* **Your instructions**
Give back every entry in full, exactly as it reads.

--------------------------------

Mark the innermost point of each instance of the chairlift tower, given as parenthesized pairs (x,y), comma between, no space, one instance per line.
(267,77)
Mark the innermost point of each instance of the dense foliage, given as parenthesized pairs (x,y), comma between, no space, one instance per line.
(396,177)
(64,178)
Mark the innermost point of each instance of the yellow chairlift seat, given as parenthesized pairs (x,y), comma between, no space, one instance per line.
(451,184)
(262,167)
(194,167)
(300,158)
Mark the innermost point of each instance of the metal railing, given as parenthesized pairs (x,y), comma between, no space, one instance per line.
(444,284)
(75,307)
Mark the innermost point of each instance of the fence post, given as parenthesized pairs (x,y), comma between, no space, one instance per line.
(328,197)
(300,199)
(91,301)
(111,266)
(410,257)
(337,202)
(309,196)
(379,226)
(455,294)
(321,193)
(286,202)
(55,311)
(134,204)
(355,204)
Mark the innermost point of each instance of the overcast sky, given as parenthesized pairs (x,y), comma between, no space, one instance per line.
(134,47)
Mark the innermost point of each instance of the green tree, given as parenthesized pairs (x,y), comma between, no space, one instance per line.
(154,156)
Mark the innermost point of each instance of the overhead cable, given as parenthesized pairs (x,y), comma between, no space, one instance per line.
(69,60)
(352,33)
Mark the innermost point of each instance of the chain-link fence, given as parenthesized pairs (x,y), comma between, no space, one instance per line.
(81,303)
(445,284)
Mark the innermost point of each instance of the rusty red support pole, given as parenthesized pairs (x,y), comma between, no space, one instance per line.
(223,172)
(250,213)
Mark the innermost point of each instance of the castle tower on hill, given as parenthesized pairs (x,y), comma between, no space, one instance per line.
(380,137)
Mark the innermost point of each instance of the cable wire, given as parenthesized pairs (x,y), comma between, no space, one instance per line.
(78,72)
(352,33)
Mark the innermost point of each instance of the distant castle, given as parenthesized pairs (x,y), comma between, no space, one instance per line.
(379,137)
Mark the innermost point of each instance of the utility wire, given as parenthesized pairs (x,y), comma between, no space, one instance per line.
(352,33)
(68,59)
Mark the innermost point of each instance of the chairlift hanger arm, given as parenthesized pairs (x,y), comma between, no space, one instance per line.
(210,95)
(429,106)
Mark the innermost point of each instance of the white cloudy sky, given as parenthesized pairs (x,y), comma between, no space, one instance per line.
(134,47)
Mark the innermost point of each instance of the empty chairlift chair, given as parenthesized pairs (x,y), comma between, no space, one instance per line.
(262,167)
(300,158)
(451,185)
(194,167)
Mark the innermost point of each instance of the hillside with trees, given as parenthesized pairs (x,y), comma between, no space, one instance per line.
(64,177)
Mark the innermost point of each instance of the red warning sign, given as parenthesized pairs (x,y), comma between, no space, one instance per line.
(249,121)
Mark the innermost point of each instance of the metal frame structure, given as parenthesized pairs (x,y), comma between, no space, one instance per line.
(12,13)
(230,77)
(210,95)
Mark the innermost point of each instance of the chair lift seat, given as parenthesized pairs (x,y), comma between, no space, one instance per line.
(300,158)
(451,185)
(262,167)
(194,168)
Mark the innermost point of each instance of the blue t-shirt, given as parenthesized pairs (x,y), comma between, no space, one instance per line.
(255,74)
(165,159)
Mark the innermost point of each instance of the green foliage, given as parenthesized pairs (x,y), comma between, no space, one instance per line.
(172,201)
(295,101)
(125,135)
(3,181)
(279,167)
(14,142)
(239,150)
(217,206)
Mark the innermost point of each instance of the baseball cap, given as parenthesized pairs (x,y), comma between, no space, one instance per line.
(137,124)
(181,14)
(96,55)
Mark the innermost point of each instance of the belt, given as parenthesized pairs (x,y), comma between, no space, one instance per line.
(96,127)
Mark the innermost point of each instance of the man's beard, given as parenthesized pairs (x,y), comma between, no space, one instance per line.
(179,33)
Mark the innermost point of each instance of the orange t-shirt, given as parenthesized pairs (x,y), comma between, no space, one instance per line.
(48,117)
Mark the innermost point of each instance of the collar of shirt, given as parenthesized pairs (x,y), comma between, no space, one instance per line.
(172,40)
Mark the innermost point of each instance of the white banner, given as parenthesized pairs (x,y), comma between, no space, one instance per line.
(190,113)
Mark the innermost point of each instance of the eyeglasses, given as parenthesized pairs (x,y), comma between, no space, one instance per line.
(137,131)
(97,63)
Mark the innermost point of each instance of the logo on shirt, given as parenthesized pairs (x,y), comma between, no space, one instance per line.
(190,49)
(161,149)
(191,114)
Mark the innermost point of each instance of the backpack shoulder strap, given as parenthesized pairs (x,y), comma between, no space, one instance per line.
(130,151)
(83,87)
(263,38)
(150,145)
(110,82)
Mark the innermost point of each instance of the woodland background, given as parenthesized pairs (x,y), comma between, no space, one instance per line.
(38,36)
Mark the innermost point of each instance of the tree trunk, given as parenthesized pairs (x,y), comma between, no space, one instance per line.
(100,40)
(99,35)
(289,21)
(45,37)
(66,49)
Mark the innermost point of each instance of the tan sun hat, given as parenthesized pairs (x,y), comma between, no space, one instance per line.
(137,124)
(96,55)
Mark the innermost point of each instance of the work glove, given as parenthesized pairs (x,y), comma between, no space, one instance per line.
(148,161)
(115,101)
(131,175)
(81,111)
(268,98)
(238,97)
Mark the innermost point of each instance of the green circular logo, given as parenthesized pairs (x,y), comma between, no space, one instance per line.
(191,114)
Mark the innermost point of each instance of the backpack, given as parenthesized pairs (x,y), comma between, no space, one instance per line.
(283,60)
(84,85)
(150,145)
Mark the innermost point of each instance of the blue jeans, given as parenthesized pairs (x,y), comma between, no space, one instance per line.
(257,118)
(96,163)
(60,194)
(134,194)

--------------------------------

* **Answer to the exercise**
Mark the innermost point of each instance of the chairlift tower, given as parenthesized pairs (x,y), comma between, no space, one instance per line.
(267,77)
Mark the innermost point of each instance of the dense foliage, given as parenthesized pairs (x,y), comma between, no space, one instance per line.
(396,177)
(64,178)
Mark the innermost point of each instance of the yellow chairlift seat, given as parenthesized pairs (x,y), comma between, no space, one instance per line.
(451,184)
(262,167)
(194,167)
(300,158)
Mark the innermost point of each instance of the metal railing, given as parenthesized pairs (x,y), comma between, no space, one instance per line.
(444,284)
(75,307)
Mark the innermost point of each instance of the fence post, given as parenthesized pairs (x,y), comma between, no space, one instance per line.
(328,197)
(300,199)
(91,301)
(111,266)
(410,257)
(337,202)
(309,196)
(379,226)
(455,294)
(321,193)
(286,202)
(55,311)
(134,204)
(355,204)
Mark the innermost point of each instance of the overcast sky, given as parenthesized pairs (x,y), comma between, no space, one instance per line.
(134,47)
Mark the innermost point of each instance of the green tree, given as parenthesized pairs (x,y), comma between, no space, one instance per line.
(154,156)
Mark the innermost point of each instance of the overhead cable, given as parenthesized pairs (x,y), comma between, no space, one instance per line.
(69,60)
(352,33)
Mark the innermost point of each instance of the chain-link fence, given as parenthesized pairs (x,y), comma between, no space, one instance per line.
(81,303)
(445,284)
Mark the innermost point of each instance of the rusty red support pole, given as parenthesized pairs (x,y), comma between, no space, one instance per line.
(223,172)
(250,213)
Mark the innermost point of each instance of the castle tower on hill, given as parenthesized pairs (x,y), comma between, no space, one instance per line.
(380,137)
Mark the innermost point of each instance of the cable wire, given as parenthesized pairs (x,y), comma between, no space, one instance per line.
(78,72)
(352,33)
Mark the innermost point of each instance of the distant castle, given as parenthesized pairs (x,y), comma between, no space, one instance per line.
(379,137)
Mark the innermost point of each instance of the utility wire, given as parenthesized pairs (x,y), comma between, no space, one instance per line.
(352,33)
(68,59)
Mark the innermost point of each instance of the chairlift hanger arm, given as parenthesized pairs (x,y), comma between, no space, one instance per line.
(210,95)
(429,106)
Mark the innermost point of each instance of the white cloudy sky, given as parenthesized pairs (x,y), comma between, no space, one instance per line.
(134,47)
Mark the innermost point of each instance of the empty chairlift chair, given as parenthesized pairs (x,y), comma between, no space, one instance per line.
(262,167)
(300,158)
(451,185)
(194,167)
Mark the innermost point of each instance of the hillside with trees, given as parenthesized pairs (x,y), comma between, no space, one instance per line.
(64,177)
Mark the innermost point of each instance of the red warning sign, given as parenthesized pairs (x,y), comma between, no space, one instance per line.
(249,121)
Mark the innermost point of each instance of the metal frame structure, given as parenthesized pairs (x,y), comma between, no space, one instance per line.
(12,13)
(230,77)
(210,95)
Mark the innermost point of each instance of the chair lift seat, given as parenthesized pairs (x,y), comma between, no space, one instance per line.
(300,158)
(451,185)
(262,167)
(194,168)
Mark the innermost point of each instance of the blue t-shirt, given as parenthesized pairs (x,y), comma between, no space, one instance per line.
(255,74)
(165,159)
Mark the innermost point of each instance of the green foliage, given as parenthesized pairs (x,y), comma between, no space, one instance per line.
(172,201)
(295,101)
(125,135)
(3,181)
(279,167)
(14,142)
(239,150)
(217,206)
Mark the innermost point of each instance of the baseball cap, given as parenthesized pairs (x,y), comma between, no space, one instance per line.
(137,124)
(181,14)
(96,55)
Mark the innermost point of each instance of the belt, given as parenthesized pairs (x,y), comma between, no space, one instance per line.
(96,127)
Mark the innermost point of each instance of the man's beard, given as parenthesized pairs (x,y), comma between, no space, one instance per line.
(179,33)
Mark the innermost point of each instance of the orange t-shirt, given as parenthesized pairs (x,y), comma between, no space, one instance per line.
(48,117)
Mark the innermost point of each instance of the collar of shirt, given as parenthesized pairs (x,y), comma between, no space, one instance per line.
(172,40)
Mark the innermost point of each instance of the white banner, given as parenthesized pairs (x,y), comma between, no space, one instance per line.
(190,113)
Mark the innermost point of each instance of the eyeglasses, given as parenthesized pairs (x,y), comma between, no space, one instance per line.
(137,131)
(97,63)
Mark the innermost point of each instance of the logo on shirt, given as parenthesized pairs (x,y), comma between, no space, one instance per line.
(190,49)
(161,149)
(191,114)
Mark the innermost point of each instance of the backpack shoulder strap, given as parenthesized pairs (x,y), comma between, no space, one instance per line.
(130,151)
(83,87)
(263,38)
(150,145)
(110,82)
Mark the innermost point of each instance of the woodland background, given as parenthesized pairs (x,y), comma between, no space, one instance per line.
(38,36)
Mark the innermost point of each instance of the tree trunk, given as parenthesized pairs (x,y), comma between, no space, one instance per line.
(100,40)
(99,35)
(289,21)
(45,37)
(66,49)
Mark the innermost point of each instance of the tan sun hat, given as parenthesized pairs (x,y), comma between, no space, one instance per line.
(137,124)
(96,55)
Mark the innermost point of each instance of the work glove, given as parenthesized pairs (x,y), comma between, no space, one instance per line.
(148,161)
(115,101)
(131,175)
(81,111)
(268,98)
(238,97)
Mark the innermost point of each instance of the green circular logo, given as parenthesized pairs (x,y), comma between, no space, one instance per line.
(191,114)
Mark the innermost point of each instance of the backpack, given as parenthesized pairs (x,y), comma between, no space, one instance per line.
(283,60)
(84,85)
(150,145)
Mark the innermost point of each instance of the blue jeans, given as parenthesized pairs (x,y), comma between, no space, one instance per line.
(257,118)
(96,163)
(60,194)
(134,194)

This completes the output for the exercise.